__Written problem__.
In all the records below, change "innermost point" to "central point" and leave every other word as it stands.

__Excerpted records__.

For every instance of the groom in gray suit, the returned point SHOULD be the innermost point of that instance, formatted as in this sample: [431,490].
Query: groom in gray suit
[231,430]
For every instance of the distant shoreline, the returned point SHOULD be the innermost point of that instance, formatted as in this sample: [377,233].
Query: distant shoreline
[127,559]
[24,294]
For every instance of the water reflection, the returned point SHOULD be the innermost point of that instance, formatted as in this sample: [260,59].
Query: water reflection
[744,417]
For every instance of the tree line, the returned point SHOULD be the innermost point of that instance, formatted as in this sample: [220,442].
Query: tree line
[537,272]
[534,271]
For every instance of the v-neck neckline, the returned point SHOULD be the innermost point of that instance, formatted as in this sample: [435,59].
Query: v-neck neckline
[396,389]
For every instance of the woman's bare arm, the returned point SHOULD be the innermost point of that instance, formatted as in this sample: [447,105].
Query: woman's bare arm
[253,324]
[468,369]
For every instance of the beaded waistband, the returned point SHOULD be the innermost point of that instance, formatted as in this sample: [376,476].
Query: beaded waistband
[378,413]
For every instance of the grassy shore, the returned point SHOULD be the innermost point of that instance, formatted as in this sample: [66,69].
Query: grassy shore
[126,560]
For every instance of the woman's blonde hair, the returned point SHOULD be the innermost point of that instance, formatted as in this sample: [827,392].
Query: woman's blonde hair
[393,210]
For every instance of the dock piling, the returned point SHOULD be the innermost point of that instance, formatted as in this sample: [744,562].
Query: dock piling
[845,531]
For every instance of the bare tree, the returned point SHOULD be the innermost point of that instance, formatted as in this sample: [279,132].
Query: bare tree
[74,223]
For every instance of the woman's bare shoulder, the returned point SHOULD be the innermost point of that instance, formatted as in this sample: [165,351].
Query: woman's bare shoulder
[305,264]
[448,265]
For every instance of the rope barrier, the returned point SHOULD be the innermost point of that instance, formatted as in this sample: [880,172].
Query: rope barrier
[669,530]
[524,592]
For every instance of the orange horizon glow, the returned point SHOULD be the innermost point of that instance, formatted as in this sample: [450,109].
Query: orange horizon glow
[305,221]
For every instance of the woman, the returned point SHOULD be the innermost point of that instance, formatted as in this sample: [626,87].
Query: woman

__The solution__.
For every instance of the groom in gray suit, the returned point SHOULD be the central point of that instance, formatted as in this sample: [431,490].
Query: groom in gray suit
[231,430]
For every instance of the distant shoreline, the returned point SHOULD be the central point of that instance, formatted as in this sample: [377,233].
Query: distant shoreline
[127,559]
[24,294]
For every instance of the water reflection, the returned point SHOULD be the central point of that instance, formatted as in this sample: [260,59].
Query: water reflection
[744,417]
For every instance of the tree line, the returned point SHOULD be the central point of that instance, formatted as in this sample: [220,442].
Query: tree line
[537,272]
[534,271]
For every instance of the v-neck neckline, the returned point SHOULD be the central point of that instance, formatted as in this sample: [435,59].
Query: v-neck neckline
[396,389]
For every instance of the woman's bare arm, the returned point SHOULD be the central point of that instance, formatted as in this sample: [447,105].
Query: woman's bare arm
[253,324]
[468,369]
For every instance of the beaded waistband, the returned point SHOULD be the central point of that instance, formatted as in this sample: [376,476].
Query: beaded waistband
[378,413]
For every instance of the grassy shore, the returned point SHOULD be the central point of that instance, formatted as in this sample: [66,69].
Query: grassy shore
[126,560]
For every instance of the woman's blonde hair, the returned point SHOULD be the central point of that instance, formatted as in this sample: [827,392].
Query: woman's blonde hair
[393,210]
For every instance of the dock piling, the returned point SHOULD be the central point of that instance, formatted as in this sample: [744,562].
Query: dock piling
[845,531]
For every instance of the bare tree, the returned point SHOULD be the central point of that instance, formatted as in this sample: [279,132].
Query: bare tree
[74,223]
For every instance of the woman's bare shoulder, the returned point SHOULD be the central point of that instance, formatted as in this sample: [165,351].
Query: woman's bare shoulder
[305,264]
[448,265]
For every instance of the rope barrier, the returned point SHOULD be the central point of that instance, formatted as in this sample: [880,172].
Query: rope barrier
[669,530]
[524,592]
For every instance of the orange horizon glow, the returned point SHOULD be the central point of that instance, formatted as in this sample: [450,109].
Query: orange horizon glow
[305,221]
For every instance of the woman, the returned point SHOULD be the central point of that instance, formatted as in this sample: [626,87].
Query: woman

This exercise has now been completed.